Short task:
Please print every record below exactly as it appears.

Material supplied:

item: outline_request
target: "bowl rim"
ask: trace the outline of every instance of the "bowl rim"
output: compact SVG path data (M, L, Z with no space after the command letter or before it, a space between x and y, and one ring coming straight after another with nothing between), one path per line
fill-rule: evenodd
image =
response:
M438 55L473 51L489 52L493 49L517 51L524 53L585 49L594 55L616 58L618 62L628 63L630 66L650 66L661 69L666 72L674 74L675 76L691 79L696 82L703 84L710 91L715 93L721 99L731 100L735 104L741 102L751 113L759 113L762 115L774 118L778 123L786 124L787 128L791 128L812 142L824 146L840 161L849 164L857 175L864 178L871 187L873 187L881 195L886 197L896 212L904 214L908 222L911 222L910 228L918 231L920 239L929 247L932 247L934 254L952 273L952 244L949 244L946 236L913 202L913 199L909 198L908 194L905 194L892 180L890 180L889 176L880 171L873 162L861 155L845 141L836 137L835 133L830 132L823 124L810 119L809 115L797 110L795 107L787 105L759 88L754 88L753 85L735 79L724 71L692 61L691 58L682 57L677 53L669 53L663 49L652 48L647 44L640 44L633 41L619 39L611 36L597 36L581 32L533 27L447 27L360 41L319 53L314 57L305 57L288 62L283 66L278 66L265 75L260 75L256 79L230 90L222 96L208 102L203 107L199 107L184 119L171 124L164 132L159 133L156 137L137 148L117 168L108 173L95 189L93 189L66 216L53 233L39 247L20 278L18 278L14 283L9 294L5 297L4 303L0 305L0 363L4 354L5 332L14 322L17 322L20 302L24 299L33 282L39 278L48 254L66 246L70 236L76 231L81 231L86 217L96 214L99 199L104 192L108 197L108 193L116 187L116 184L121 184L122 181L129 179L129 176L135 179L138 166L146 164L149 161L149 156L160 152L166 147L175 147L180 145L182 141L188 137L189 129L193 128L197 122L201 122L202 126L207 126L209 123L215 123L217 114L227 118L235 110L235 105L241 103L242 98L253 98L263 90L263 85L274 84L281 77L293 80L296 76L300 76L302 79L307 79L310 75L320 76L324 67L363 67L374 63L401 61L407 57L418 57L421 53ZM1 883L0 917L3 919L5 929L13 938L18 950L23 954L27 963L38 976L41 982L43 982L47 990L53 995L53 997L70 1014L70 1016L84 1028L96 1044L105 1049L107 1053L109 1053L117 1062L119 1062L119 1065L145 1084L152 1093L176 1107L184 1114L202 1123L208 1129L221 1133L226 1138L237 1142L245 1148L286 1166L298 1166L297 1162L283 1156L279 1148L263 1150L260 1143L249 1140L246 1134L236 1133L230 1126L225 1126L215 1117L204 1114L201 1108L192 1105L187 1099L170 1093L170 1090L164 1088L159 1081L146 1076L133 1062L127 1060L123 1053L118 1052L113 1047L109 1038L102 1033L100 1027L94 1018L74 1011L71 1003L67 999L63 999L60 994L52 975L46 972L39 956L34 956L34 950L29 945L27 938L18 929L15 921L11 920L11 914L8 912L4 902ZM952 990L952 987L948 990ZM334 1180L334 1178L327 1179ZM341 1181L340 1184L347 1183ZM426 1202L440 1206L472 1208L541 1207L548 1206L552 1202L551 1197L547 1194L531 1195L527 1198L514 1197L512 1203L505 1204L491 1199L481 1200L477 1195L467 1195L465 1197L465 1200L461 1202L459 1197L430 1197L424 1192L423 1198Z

Task output:
item: outline_request
target: "bowl rim"
ask: trace the outline of every instance of the "bowl rim"
output: compact SVG path data (M, L, Z with no space after the command letter or before it, a space between x and y, and one ring coming straight after another with nothing between), one path per line
fill-rule: evenodd
image =
response:
M438 55L473 51L489 52L493 49L517 51L524 53L585 49L594 55L616 58L618 62L628 63L630 66L650 66L661 69L666 72L674 74L675 76L691 79L696 82L703 84L710 91L715 93L721 99L731 100L735 104L741 102L751 113L759 113L762 115L774 118L778 123L786 124L787 128L791 128L812 142L824 146L840 161L849 164L857 175L864 178L871 187L873 187L881 195L886 197L896 212L904 214L908 222L911 222L910 228L918 231L920 239L929 247L932 247L934 254L952 273L952 244L949 244L946 236L913 202L913 199L909 198L908 194L905 194L892 180L890 180L889 176L880 171L873 162L861 155L845 141L836 137L835 133L830 132L823 124L810 119L809 115L797 110L795 107L787 105L759 88L754 88L753 85L735 79L724 71L692 61L691 58L682 57L677 53L669 53L663 49L652 48L647 44L640 44L633 41L619 39L611 36L597 36L581 32L533 27L447 27L360 41L319 53L314 57L305 57L288 62L283 66L278 66L265 75L260 75L256 79L230 90L222 96L208 102L203 107L199 107L184 119L171 124L164 132L159 133L156 137L137 148L117 168L108 173L95 189L93 189L66 216L53 233L39 247L20 278L18 278L14 283L9 294L5 297L4 303L0 305L0 363L4 354L5 332L14 322L17 322L20 302L24 299L33 282L39 278L48 254L66 246L70 236L76 231L81 231L86 217L96 214L99 199L104 192L108 197L108 193L116 187L116 184L121 184L122 181L129 179L129 176L135 179L138 166L146 164L149 161L149 156L160 152L166 147L175 147L180 145L182 141L188 137L189 129L193 128L197 122L201 122L202 126L207 126L209 123L215 123L217 114L227 118L235 110L235 105L241 103L242 98L253 98L263 90L263 85L274 84L281 77L293 80L296 76L300 76L302 79L307 79L310 75L320 76L324 67L363 67L374 63L401 61L407 57L418 57L421 53ZM1 883L0 917L3 919L5 929L13 938L18 950L23 954L27 963L38 976L41 982L43 982L47 990L53 995L53 997L70 1014L70 1016L84 1028L96 1044L105 1049L107 1053L109 1053L117 1062L119 1062L119 1065L145 1084L152 1093L176 1107L184 1114L202 1123L208 1129L221 1133L226 1138L237 1142L245 1148L286 1166L298 1166L297 1162L283 1156L279 1148L263 1150L260 1143L249 1140L246 1134L236 1133L230 1126L225 1126L215 1117L204 1114L201 1108L192 1105L187 1099L170 1093L170 1090L164 1088L159 1081L146 1076L133 1062L127 1060L123 1053L118 1052L113 1047L109 1038L102 1033L100 1027L94 1018L74 1011L71 1003L67 999L63 999L60 994L52 975L46 972L39 956L34 956L34 950L29 945L27 938L18 929L15 921L11 920L11 914L8 912L4 902ZM952 990L952 987L948 990ZM334 1180L334 1178L327 1179ZM341 1181L340 1184L347 1183ZM426 1202L440 1206L472 1208L541 1207L548 1206L552 1202L551 1197L547 1194L531 1195L527 1198L514 1197L512 1203L505 1204L491 1199L481 1200L477 1195L467 1195L465 1197L465 1200L461 1202L459 1197L430 1197L424 1192L423 1198Z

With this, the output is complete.